YOUR GOAL
Where the line with "negative clicks: (457, 580)" appears below, start writing out lines exactly, and finish with the line with "positive clicks: (708, 2)", which is included; write out nothing else.

DATA FOR PROCESSING section start

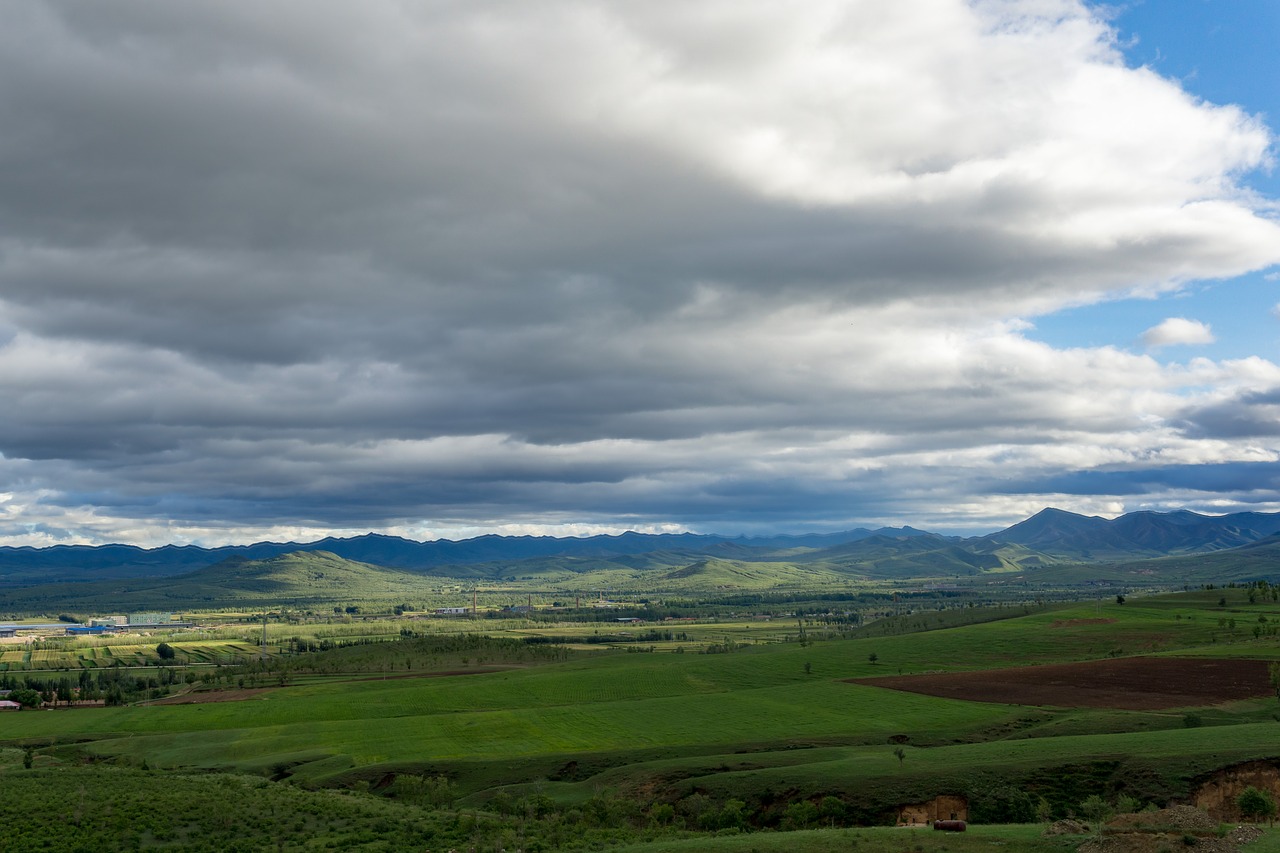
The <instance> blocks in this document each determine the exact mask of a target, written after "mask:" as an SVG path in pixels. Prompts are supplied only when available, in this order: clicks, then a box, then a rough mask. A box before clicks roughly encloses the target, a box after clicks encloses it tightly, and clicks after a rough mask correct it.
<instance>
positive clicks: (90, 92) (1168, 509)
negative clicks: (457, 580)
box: [0, 0, 1280, 547]
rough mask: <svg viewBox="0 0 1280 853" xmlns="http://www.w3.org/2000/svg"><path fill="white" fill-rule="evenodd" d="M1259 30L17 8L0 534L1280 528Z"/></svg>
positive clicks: (708, 2)
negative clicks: (1243, 511) (1222, 521)
mask: <svg viewBox="0 0 1280 853" xmlns="http://www.w3.org/2000/svg"><path fill="white" fill-rule="evenodd" d="M1277 36H1280V8H1277V4H1275V3H1274V0H1158V3H1157V1H1156V0H1146V3H1143V1H1139V0H1133V1H1130V3H1108V4H1097V3H1091V4H1085V3H1080V1H1078V0H973V1H965V0H899V1H897V3H892V4H887V3H882V1H881V0H809V1H808V3H804V4H785V3H781V1H780V0H700V1H699V3H695V4H691V3H687V1H686V0H653V1H650V3H644V4H634V3H608V1H604V0H599V1H593V0H468V1H467V3H451V1H447V0H433V1H426V3H407V1H399V0H362V3H358V4H351V3H338V1H337V0H280V1H279V3H271V4H260V3H248V1H242V0H218V1H216V3H215V1H207V3H191V4H154V3H140V1H136V0H106V1H104V3H92V4H86V3H72V1H64V3H56V1H41V0H31V1H29V3H24V4H18V5H15V6H13V8H10V9H6V14H5V26H4V27H3V28H0V546H4V544H9V546H37V547H40V546H50V544H60V543H87V544H96V543H106V542H127V543H134V544H141V546H157V544H164V543H170V542H173V543H198V544H223V543H236V542H251V540H260V539H275V540H289V539H292V540H308V539H315V538H319V537H323V535H326V534H334V535H349V534H356V533H364V532H367V530H376V532H383V533H390V534H398V535H404V537H410V538H415V539H433V538H440V537H447V538H463V537H468V535H476V534H481V533H502V534H554V535H582V534H591V533H613V532H621V530H626V529H635V530H645V532H664V530H671V532H676V530H696V532H705V533H730V534H753V533H778V532H806V530H837V529H847V528H854V526H879V525H902V524H910V525H913V526H918V528H924V529H929V530H937V532H950V533H964V532H972V533H984V532H991V530H996V529H1000V528H1004V526H1007V525H1009V524H1012V523H1015V521H1018V520H1020V519H1023V517H1027V516H1028V515H1032V514H1033V512H1036V511H1038V510H1039V508H1042V507H1044V506H1056V507H1060V508H1065V510H1071V511H1076V512H1084V514H1096V515H1103V516H1115V515H1117V514H1121V512H1126V511H1134V510H1172V508H1184V507H1185V508H1192V510H1197V511H1202V512H1210V514H1221V512H1231V511H1240V510H1258V511H1280V418H1277V415H1280V174H1277V170H1276V155H1277V146H1276V129H1277V128H1280V102H1277V100H1280V96H1277V87H1276V85H1275V81H1276V79H1280V60H1277V58H1276V54H1277V51H1275V50H1274V44H1275V41H1276V37H1277Z"/></svg>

DATA FOR PROCESSING section end

RESPONSE TO THIS TASK
negative clicks: (457, 580)
box: [0, 0, 1280, 547]
rough mask: <svg viewBox="0 0 1280 853" xmlns="http://www.w3.org/2000/svg"><path fill="white" fill-rule="evenodd" d="M1259 30L17 8L0 534L1280 528Z"/></svg>
positive clicks: (708, 2)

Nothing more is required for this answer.